▶ _TASK INSTRUCTIONS_: According to the abstract below, how many adolescent studies did the review examine?

▶ _EXCERPT TO READ_:
Background: Adolescence is a period of brain plasticity that is affected by social and affective stimuli. Adaptive neurodevelopmental changes in the context of complex social situations may precipitate or exacerbate cognitive biases (i.e., attention and/or interpretation biases) and predispose at-risk individuals to symptoms of social anxiety.
Methods: This systematic review followed the PRISMA guidelines. Nine adolescent studies were examined including 3 studies using Cognitive Bias Modification Training (CBMT) to target attention biases (CBMT-A), 3 studies using CBMT to target interpretation biases (CBMT-I), and 3 aimed at reducing both attention and interpretation biases.
Results: The studies of CBMT-A alone did not find significant effects on cognitive and clinical outcomes. However, studies of CBMT-I alone showed some improvement in interpretation bias. The combination of CBMT-A and CBMT-I appeared promising in reducing both attentionl and interpretation biases.
Limitations: The paucity of studies and the heterogeneity across studies (e.g., format of CBMT, assessment measures) limit the calculation of overall effect sizes and the examination of predictors, moderators, and mediators of outcome.
Conclusions: Technology-driven interventions such as CBMT have the potential to extend treatments outside the clinic setting and to augment current therapies for social anxiety. Further research is needed to develop CBMT procedures that optimize learning in group and real-world settings and to identify predictors of treatment response. Understanding the neural correlates of response to CBMT may help identify future targets for intervention.

▶ _RECORD EXTRACTS_:

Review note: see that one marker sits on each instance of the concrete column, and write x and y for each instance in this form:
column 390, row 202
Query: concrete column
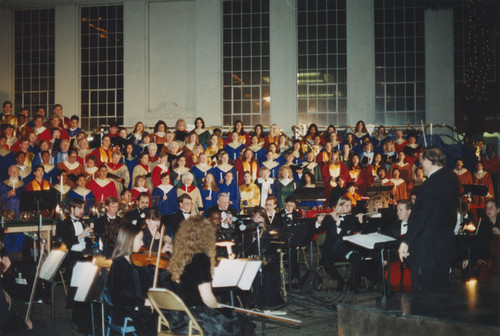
column 439, row 67
column 208, row 61
column 135, row 60
column 67, row 58
column 283, row 63
column 360, row 61
column 7, row 55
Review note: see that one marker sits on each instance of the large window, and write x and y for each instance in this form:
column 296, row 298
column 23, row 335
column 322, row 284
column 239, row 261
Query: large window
column 399, row 62
column 102, row 65
column 246, row 80
column 322, row 62
column 34, row 59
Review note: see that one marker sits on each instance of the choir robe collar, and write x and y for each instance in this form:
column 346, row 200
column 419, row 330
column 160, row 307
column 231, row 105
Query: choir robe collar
column 188, row 189
column 71, row 166
column 270, row 164
column 48, row 167
column 64, row 190
column 91, row 171
column 225, row 168
column 460, row 172
column 82, row 191
column 286, row 181
column 13, row 184
column 145, row 167
column 200, row 130
column 480, row 175
column 165, row 188
column 102, row 183
column 203, row 167
column 309, row 165
column 39, row 130
column 141, row 189
column 235, row 145
column 181, row 170
column 360, row 134
column 255, row 148
column 5, row 151
column 114, row 166
column 397, row 182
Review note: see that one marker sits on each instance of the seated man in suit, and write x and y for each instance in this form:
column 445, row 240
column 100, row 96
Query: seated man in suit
column 135, row 216
column 227, row 212
column 172, row 222
column 106, row 227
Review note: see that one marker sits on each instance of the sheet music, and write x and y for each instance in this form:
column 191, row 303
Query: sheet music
column 235, row 273
column 83, row 278
column 51, row 264
column 368, row 240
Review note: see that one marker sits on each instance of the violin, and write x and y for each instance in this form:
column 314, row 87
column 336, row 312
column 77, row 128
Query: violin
column 145, row 257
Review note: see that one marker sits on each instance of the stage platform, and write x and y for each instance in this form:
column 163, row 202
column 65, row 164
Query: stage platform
column 468, row 309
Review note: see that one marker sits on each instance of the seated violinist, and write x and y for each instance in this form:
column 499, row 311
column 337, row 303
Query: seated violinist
column 191, row 268
column 128, row 284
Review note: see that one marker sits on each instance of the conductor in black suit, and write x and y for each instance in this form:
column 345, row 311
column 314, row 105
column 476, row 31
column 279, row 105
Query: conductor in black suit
column 429, row 243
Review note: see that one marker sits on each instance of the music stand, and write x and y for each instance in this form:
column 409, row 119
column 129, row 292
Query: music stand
column 38, row 201
column 475, row 190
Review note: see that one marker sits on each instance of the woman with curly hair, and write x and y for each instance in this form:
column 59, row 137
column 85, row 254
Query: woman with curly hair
column 191, row 268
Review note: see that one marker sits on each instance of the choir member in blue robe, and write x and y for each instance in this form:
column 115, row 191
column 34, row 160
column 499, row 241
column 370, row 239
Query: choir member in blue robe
column 164, row 196
column 209, row 191
column 11, row 189
column 233, row 148
column 201, row 169
column 131, row 160
column 222, row 168
column 230, row 187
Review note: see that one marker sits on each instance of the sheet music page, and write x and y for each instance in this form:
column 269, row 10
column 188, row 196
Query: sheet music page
column 249, row 273
column 82, row 278
column 51, row 264
column 368, row 240
column 228, row 273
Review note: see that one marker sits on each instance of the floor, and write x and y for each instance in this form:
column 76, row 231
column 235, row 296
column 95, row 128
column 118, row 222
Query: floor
column 315, row 310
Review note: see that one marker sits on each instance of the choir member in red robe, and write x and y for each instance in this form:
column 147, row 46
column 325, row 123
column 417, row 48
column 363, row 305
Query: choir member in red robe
column 103, row 187
column 38, row 184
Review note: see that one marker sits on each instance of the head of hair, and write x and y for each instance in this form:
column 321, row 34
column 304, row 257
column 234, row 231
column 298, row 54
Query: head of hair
column 125, row 240
column 340, row 203
column 76, row 203
column 212, row 210
column 143, row 195
column 195, row 235
column 435, row 156
column 182, row 197
column 407, row 203
column 111, row 200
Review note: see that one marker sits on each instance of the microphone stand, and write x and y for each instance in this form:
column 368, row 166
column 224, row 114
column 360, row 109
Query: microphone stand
column 261, row 282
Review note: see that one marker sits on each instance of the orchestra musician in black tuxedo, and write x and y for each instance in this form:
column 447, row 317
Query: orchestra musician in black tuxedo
column 173, row 221
column 286, row 221
column 107, row 226
column 338, row 224
column 75, row 234
column 137, row 215
column 429, row 244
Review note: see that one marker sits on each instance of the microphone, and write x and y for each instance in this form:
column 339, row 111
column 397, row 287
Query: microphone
column 243, row 227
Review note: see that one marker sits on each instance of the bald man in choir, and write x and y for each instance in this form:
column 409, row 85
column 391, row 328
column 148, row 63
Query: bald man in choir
column 38, row 183
column 102, row 187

▶ _RESPONSE TO THIS TASK_: Nine